* [TASK BRIEF]: According to the River Illo text, what could be used for simple physical treatment of the abattoir's effluents?

* [GIVEN TEXT]:
....

The drop in DO level from 4.6 mg L-1 at S1 to 0.01
mg L-1 at S2 defines the putrid condition of the
river at this point. The re-aeration of the river noticed at S3 could
not be sustained beyond S5. The sharp drop in the DO concentration
at S6 (0.39 mg L-1) from 3.7 mg L-1 at
S5 indicates additional source(s) of organic contamination
at this very segment other than the discharge of abattoir effluents at
S1. Biological respiration, including one induced by decomposition
processes, reduces DO concentrations. Hence, the visible depletion in
dissolved oxygen concentration at S6 is best associated with
wash down of organics from the solid waste accumulated near S6.
Observations on the field show an evidence of eutrophication process setting
in at this point. Eutrophication results when fresh water is artificially
supplemented with nutrients, it results in an abnormal increase in the
growth of water plants. Hence, the resulting eutrophication process could
produce problems such as bad tastes and odours as well as green scum algae.
The growth of macrophyte and other rooted plants decreases the amount
of oxygen in the water body (Chapman, 1992; Krantz and Kifferstein, 2005).
In small rivers like Illo, occurrence of pockets of high and low concentrations
of dissolved oxygen is likely, signifying different rates or cycles of
biological processes within the water body along its flow path.
The obtained values for TSS, BOD and COD as shown in Table
2 corroborate this inference. Both the BOD and COD are important water
quality parameters and are very essential in water quality assessment.
Therefore, the more organic material there is in the abattoir effluents,
the higher the BOD. They both indicate the level of organic pollution
in water quality assessment. River Illo from the results obtained is organically
polluted prior to the discharge of abattoir effluents as shown in Table
2. The absence of Faecal Coliform downstream of S2 is not
the true reflection of the microbiological status of River Illo. Filtration
method of microbiological analysis would have clearly indicated otherwise.
Results obtained in this study revealed that the quality of River Illo
has been impacted negatively by the activities of the abattoir. Analyzed
water samples for the following specific water quality parameters TSS,
DO, BOD and COD were above the Nigerian Regulatory Standards and WHO permissible
limits (FEPA, 1991; FMEnv, 2001; WHO, 2004; NSDWQ, 2007). The direct discharge
of abattoir effluents into River Illo raised the levels of these contaminants
at the point of discharge, even though there is a noted increased attenuation
in the levels of the parameters downstream.
In conclusion, the following recommendations are made so as to enhance
the quality of river Illo and as well protect the public health of the
people who depend on it as a source:
||Simple physical treatment of effluents from the abattoir could be
carried out by use of a retention pond. The use of retention ponds
for pre-treatment of abattoir effluents is an effective physical treatment
method in reducing BOD and COD levels (Sangodoyin and Agbawe, 1992).
||Waste management practice by waste reduction, re-use and recycling
should be encouraged when and where appropriate and essential. Entrepreneurs
dealing in animal wastes such as bones, manure and blood should be
encouraged through enabling government policies to convert abattoir
wastes to useful products.
||Abattoirs operators should be enlightened by both the State Environmental
Protection Agency and NGOs on impacts of wash down from abattoirs
on public health, the environment and the fragility of the ecosystem.
||Regular monitoring of activities of abattoirs by the State Environmental
Protection Agency and representatives of the municipal government
is recommended in order to enhance compliance with hygienic requirements
and sanitary regulations governing abattoir operation in the state.
||The research could be expanded to include treatability of abattoir
effluents by biological treatment process.
The authors are grateful to the management of Covenant University,
Ota, for providing the enabling environment for the conduct of this research.

....

* [SOURCE INFORMATION]:

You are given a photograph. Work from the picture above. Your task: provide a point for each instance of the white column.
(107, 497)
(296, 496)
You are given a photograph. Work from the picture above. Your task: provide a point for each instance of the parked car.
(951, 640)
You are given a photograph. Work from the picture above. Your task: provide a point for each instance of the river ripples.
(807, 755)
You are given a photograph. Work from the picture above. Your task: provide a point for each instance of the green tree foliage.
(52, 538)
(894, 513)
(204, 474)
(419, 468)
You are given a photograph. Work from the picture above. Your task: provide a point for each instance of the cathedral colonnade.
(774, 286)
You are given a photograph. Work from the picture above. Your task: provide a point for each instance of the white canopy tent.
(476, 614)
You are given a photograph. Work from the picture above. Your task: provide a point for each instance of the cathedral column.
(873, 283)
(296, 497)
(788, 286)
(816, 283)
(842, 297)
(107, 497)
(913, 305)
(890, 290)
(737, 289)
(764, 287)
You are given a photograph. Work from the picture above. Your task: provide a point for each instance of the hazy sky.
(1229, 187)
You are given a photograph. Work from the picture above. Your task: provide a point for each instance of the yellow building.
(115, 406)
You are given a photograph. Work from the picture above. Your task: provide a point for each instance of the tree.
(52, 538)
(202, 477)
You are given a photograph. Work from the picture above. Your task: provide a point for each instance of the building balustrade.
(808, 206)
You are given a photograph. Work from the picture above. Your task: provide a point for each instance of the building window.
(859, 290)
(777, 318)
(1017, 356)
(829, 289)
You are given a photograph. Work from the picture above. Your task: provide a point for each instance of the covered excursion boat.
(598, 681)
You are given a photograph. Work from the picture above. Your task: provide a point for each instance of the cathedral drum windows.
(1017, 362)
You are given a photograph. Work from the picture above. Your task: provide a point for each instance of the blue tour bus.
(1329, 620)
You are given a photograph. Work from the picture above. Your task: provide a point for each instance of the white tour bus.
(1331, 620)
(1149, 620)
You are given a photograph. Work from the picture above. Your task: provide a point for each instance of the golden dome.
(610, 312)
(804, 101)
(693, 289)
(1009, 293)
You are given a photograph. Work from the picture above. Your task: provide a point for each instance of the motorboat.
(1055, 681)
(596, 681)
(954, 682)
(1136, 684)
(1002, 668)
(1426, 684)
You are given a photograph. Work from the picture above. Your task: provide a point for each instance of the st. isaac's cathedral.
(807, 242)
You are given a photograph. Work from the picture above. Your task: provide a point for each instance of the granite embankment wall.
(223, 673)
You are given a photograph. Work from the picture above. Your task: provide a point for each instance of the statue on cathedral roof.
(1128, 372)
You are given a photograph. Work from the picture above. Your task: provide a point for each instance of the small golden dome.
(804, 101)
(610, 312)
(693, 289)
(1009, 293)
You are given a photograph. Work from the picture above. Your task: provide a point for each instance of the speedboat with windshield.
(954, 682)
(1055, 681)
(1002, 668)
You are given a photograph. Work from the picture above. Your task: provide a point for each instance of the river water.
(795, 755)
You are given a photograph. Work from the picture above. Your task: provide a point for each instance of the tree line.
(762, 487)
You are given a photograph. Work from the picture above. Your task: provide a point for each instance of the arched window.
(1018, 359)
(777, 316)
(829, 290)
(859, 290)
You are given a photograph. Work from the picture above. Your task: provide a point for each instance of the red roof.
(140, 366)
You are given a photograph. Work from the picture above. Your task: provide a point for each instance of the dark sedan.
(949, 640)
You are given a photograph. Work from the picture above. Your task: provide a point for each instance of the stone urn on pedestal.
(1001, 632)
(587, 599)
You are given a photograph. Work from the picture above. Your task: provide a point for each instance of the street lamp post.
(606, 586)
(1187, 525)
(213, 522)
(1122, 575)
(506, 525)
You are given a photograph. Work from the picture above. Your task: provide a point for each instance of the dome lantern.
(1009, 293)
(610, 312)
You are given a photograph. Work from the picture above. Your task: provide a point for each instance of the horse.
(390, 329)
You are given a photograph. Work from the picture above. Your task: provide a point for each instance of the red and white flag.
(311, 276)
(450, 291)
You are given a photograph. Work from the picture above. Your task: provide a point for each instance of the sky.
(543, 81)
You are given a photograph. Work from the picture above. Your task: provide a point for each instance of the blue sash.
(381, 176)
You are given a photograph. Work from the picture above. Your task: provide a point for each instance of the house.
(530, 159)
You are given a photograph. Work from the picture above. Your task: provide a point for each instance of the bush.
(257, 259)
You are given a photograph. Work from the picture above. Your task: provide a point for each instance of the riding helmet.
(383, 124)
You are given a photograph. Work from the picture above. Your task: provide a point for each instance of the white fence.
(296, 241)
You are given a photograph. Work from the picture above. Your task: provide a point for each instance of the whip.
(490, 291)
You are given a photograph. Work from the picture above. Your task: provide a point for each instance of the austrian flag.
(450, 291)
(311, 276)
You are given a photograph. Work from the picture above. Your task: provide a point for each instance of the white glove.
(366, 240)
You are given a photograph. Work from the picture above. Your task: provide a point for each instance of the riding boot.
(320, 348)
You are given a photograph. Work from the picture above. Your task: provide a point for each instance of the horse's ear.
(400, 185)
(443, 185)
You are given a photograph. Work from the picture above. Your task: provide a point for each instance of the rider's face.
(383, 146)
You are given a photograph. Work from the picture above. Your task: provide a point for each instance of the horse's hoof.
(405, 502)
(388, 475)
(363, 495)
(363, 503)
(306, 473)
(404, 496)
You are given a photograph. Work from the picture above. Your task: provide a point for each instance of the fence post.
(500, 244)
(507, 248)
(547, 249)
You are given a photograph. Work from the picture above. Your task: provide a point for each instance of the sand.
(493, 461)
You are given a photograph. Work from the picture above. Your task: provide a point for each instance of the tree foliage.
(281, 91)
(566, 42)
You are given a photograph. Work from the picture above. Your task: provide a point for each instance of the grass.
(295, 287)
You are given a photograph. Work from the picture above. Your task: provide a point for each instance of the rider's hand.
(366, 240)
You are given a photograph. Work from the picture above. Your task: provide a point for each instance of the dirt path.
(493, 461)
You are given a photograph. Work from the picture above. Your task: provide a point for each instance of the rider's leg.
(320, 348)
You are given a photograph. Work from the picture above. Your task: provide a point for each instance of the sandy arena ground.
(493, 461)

....

* [TASK OUTPUT]: A retention pond.